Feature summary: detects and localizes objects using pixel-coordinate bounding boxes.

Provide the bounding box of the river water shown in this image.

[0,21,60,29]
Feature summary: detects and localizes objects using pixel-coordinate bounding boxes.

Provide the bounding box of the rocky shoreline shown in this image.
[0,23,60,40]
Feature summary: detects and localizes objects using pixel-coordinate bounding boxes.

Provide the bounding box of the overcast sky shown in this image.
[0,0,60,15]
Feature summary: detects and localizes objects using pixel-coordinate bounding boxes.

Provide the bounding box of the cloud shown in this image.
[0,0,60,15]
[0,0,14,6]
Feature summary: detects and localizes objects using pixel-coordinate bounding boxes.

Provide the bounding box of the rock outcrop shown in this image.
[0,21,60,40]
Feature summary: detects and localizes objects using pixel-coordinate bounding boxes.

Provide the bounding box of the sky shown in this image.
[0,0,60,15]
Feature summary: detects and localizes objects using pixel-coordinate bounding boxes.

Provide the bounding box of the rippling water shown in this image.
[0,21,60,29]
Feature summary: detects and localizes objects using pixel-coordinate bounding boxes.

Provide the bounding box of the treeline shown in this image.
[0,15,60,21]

_ _ _ _ _

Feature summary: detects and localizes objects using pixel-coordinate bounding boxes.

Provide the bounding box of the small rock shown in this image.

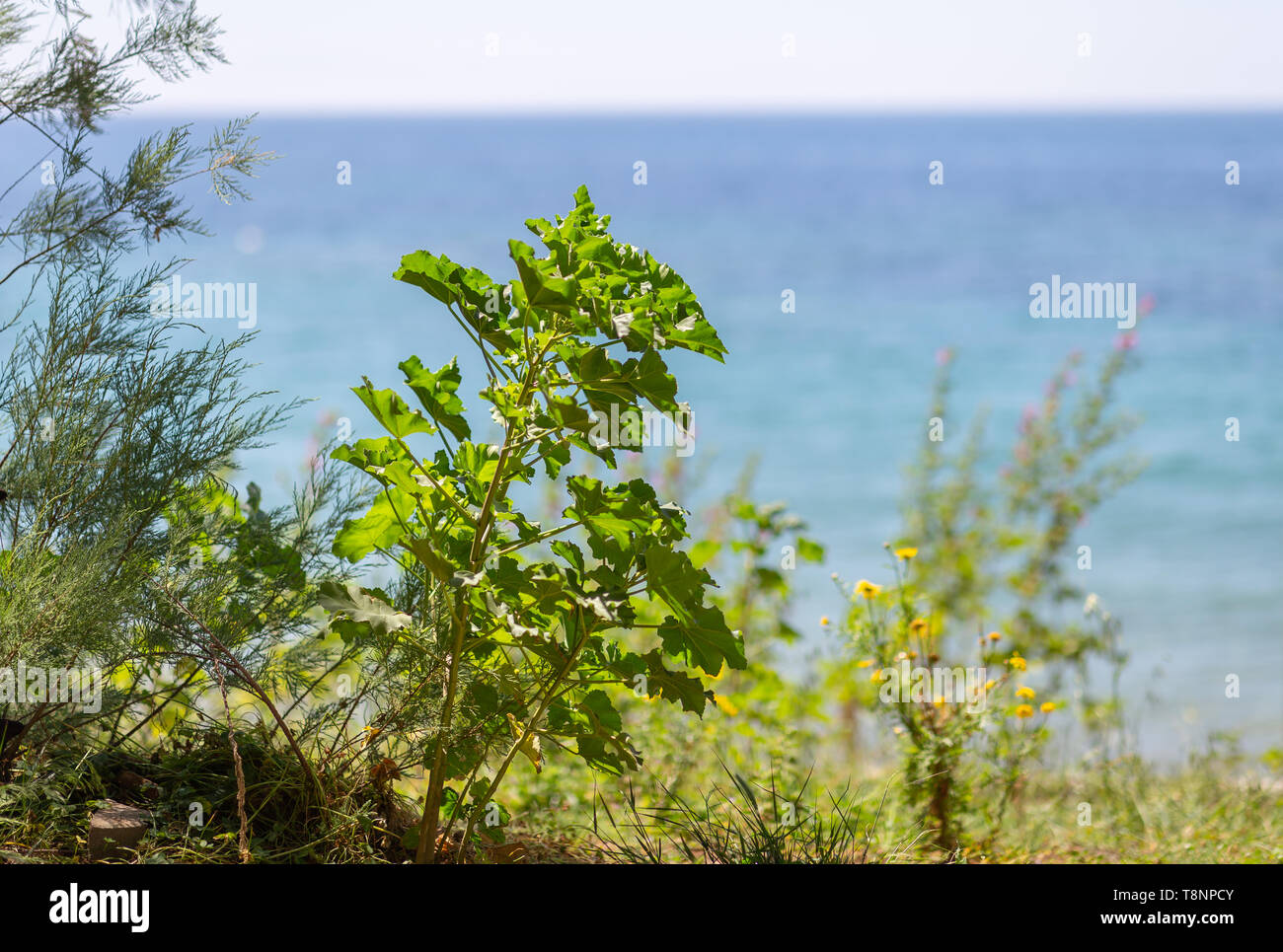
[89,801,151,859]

_ _ _ _ _

REQUIREMENT.
Return each line of the rows above that contains the word "water", copied in full.

THE SOLUTION.
Provide the bounding box of the river water shown in this image.
Provide the bounding box of the rippling water shown in this image.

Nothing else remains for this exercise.